++++ TEKS PILIHAN ++++

Menuju konten utama

Centro Plaza Semanggi Tutup, Toko Online Benar-Benar Mengganggu?

Gerai Centro akhirnya tutup setelah beroperasi 15 tahun di Plaza Semanggi.

Centro Plaza Semanggi Tutup, Toko Online Benar-Benar Mengganggu?
Ilustrasi Department Store. ANTARA/Muhammad Adimaja

tirto.id - Linda, 31 tahun, terkejut ketika mendengar Centro Department Store sudah tidak ada lagi di Plaza Semanggi, Jakarta. Warga yang tinggal di Jakarta Selatan ini salah satu pelanggan Centro.

“Sepatu yang dijual Centro itu bagus-bagus. Harganya juga terjangkau. Saya bahkan sampai punya kartu member-nya,” kata perempuan asal Surabaya ini kepada Tirto.

Ia tambah kaget ketika mengetahui gerai Centro di Plaza Semanggi adalah satu-satunya gerai Centro yang ada di Jakarta. Bila Linda ingin berkunjung, lokasi gerai terdekat berada di Depok, Tangerang, Bekasi, dan Tangerang Selatan.

++++ DATA REKAMAN ++++

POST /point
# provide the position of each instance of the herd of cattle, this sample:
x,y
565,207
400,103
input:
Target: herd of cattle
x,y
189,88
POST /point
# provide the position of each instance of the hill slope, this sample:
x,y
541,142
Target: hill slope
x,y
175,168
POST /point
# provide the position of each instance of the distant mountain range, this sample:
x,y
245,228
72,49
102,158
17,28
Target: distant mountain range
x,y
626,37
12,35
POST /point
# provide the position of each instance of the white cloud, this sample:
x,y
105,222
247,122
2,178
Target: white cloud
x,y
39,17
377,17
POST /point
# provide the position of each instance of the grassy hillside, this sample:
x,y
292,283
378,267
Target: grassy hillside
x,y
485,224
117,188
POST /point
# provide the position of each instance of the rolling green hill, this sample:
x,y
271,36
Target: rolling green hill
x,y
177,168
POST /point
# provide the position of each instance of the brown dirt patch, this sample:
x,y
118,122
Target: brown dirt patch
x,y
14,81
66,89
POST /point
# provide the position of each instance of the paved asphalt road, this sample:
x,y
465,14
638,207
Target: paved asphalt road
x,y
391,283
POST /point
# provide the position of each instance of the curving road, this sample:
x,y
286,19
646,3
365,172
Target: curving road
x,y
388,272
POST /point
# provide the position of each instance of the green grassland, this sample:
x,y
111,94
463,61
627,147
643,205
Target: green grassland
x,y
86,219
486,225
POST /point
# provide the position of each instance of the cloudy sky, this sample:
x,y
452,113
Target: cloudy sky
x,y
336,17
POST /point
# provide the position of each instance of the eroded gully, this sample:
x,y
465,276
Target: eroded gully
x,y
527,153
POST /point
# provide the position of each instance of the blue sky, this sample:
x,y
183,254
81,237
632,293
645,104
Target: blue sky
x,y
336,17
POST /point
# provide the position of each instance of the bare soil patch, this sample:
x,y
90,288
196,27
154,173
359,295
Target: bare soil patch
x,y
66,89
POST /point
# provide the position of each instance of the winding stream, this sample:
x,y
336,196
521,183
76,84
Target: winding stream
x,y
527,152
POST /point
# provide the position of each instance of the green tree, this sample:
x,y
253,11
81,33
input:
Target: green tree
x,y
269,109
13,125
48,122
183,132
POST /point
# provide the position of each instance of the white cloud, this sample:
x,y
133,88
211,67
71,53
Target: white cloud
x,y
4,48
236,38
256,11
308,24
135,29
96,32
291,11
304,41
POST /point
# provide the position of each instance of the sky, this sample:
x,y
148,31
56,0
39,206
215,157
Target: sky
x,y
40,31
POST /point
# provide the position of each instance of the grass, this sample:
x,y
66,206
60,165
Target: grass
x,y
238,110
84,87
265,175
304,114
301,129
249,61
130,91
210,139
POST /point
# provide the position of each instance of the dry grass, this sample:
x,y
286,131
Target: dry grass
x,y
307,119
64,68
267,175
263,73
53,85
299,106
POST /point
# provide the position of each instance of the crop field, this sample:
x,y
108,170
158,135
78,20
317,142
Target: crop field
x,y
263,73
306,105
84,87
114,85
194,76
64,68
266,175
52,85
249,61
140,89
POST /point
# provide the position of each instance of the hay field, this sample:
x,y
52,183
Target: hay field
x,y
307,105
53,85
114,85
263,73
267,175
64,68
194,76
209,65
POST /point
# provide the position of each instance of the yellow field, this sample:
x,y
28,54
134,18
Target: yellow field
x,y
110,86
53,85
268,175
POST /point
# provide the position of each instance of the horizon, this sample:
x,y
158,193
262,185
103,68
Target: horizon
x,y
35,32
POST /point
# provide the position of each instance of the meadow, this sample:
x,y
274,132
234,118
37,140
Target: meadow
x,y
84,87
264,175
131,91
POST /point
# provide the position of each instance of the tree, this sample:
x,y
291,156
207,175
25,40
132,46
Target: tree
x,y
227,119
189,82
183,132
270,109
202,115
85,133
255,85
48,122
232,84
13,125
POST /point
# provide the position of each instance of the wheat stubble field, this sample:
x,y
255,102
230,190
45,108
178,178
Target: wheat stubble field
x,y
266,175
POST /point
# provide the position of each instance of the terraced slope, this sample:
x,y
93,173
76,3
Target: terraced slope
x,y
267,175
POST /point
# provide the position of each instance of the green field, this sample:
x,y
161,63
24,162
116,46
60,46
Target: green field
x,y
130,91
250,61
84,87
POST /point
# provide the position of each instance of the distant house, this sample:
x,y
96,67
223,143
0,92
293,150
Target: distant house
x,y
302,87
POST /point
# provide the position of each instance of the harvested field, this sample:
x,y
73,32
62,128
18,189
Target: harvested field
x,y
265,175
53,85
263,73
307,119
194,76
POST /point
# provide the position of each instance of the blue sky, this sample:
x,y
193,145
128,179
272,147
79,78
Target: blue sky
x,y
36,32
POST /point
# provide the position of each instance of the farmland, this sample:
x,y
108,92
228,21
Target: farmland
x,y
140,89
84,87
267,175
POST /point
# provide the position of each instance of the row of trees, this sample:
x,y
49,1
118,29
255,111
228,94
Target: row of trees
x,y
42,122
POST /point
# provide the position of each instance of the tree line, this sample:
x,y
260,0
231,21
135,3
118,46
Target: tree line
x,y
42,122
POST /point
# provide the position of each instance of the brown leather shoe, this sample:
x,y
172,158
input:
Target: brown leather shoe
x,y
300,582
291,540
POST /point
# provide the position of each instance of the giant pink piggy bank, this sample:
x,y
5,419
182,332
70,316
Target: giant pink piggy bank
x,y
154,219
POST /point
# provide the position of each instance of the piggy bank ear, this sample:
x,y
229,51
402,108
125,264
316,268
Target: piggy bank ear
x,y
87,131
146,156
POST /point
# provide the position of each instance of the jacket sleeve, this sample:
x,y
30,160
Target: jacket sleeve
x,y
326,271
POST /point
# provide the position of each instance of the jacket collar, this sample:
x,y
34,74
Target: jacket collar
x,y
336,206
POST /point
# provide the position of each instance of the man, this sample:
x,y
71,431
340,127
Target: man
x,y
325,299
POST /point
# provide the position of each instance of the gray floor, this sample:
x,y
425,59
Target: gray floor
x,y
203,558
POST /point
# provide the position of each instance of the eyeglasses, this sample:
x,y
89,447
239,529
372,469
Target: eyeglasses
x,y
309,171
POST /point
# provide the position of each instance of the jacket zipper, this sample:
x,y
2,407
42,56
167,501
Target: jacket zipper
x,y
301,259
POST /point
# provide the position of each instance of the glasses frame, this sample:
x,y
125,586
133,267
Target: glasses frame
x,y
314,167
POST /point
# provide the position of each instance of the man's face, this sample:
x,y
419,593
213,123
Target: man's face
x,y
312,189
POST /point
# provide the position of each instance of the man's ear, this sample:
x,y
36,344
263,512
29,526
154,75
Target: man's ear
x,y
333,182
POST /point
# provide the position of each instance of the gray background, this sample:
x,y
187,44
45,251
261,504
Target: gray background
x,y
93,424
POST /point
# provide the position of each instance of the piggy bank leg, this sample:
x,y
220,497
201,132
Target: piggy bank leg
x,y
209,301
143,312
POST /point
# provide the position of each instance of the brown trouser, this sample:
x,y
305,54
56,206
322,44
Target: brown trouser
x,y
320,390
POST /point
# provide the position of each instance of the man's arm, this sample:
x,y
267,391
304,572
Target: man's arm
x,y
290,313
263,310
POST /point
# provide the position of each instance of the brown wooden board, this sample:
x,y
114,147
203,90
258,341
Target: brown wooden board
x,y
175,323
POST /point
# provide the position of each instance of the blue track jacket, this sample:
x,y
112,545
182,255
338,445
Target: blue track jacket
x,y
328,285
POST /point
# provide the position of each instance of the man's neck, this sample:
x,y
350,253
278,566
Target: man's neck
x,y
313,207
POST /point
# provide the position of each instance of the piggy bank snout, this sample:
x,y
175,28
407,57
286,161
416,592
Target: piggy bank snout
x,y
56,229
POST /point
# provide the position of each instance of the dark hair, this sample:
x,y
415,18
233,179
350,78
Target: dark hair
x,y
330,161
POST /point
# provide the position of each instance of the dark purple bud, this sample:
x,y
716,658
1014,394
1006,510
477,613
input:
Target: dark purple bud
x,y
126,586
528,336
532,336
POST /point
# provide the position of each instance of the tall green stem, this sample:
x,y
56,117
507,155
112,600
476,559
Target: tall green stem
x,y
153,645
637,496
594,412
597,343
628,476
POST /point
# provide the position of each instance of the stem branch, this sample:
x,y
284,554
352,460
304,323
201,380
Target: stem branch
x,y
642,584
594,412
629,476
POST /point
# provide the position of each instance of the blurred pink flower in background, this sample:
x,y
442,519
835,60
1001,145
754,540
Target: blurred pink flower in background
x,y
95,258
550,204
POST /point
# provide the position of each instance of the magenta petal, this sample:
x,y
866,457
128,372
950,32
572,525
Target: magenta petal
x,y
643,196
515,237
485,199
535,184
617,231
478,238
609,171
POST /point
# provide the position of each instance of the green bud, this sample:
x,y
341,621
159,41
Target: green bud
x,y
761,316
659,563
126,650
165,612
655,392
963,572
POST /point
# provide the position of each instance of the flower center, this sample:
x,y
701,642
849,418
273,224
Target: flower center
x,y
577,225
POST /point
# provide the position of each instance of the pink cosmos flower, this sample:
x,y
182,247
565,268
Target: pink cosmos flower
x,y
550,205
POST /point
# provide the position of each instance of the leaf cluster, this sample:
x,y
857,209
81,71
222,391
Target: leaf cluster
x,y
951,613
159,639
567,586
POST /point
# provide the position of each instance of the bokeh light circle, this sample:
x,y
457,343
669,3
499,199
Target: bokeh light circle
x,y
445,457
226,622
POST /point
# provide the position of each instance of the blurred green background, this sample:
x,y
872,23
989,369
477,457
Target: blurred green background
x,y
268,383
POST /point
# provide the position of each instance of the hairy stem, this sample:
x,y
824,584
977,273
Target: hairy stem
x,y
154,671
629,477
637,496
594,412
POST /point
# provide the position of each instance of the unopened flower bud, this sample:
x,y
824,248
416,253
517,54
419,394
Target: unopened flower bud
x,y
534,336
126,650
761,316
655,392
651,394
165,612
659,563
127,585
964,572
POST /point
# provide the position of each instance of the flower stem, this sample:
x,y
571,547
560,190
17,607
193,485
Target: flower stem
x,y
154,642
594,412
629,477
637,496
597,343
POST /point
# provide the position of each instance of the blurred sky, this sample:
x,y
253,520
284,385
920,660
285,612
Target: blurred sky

++++

# INSTRUKSI
Lanjutkan teks tentang tutupnya gerai Centro di Plaza Semanggi mulai dari kalimat terakhir yang tercantum. Data rekaman di atas berasal dari sumber lain.

# JAWABAN
Centro tidak memperpanjang kontrak sewa gerai di Plaza Semanggi sejak 31 Desember 2018. “Kami sebenarnya sedih untuk tutup. Sudah 15 tahun kami di sana. Namun ini memang sudah dipikirkan sejak lama, dan masak-masak [untuk tutup],” kata Senior Manager Advertising & Promotions PT Tozy Sentosa Pelly Sianova kepada Tirto.

Mereka beralasan, keputusan menutup gerai karena akses menuju Plaza Semanggi kini menjadi terbatas, meski lokasi mal berada di pusat kota. “Ada faktor-faktor di luar kemampuan kami untuk kami bisa handle, di antaranya kebijakan ganjil genap, arus traffic yang berubah hingga akses masuk menjadi terbatas,” katanya.

Kondisi ini juga semakin parah mengingat lokasi Plaza Semanggi juga dekat dengan mal-mal kompetitor seperti FX Sudirman, Pacific Place, dan Senayan City, di mana akses masuk mereka lebih mudah. Manajemen menilai gerai Centro di Plaza Semanggi pun tidak lagi profitable. Namun, Pelly belum bisa memastikan soal maraknya bisnis online yang menjamur berdampak terhadap menurunnya pengunjung Centro.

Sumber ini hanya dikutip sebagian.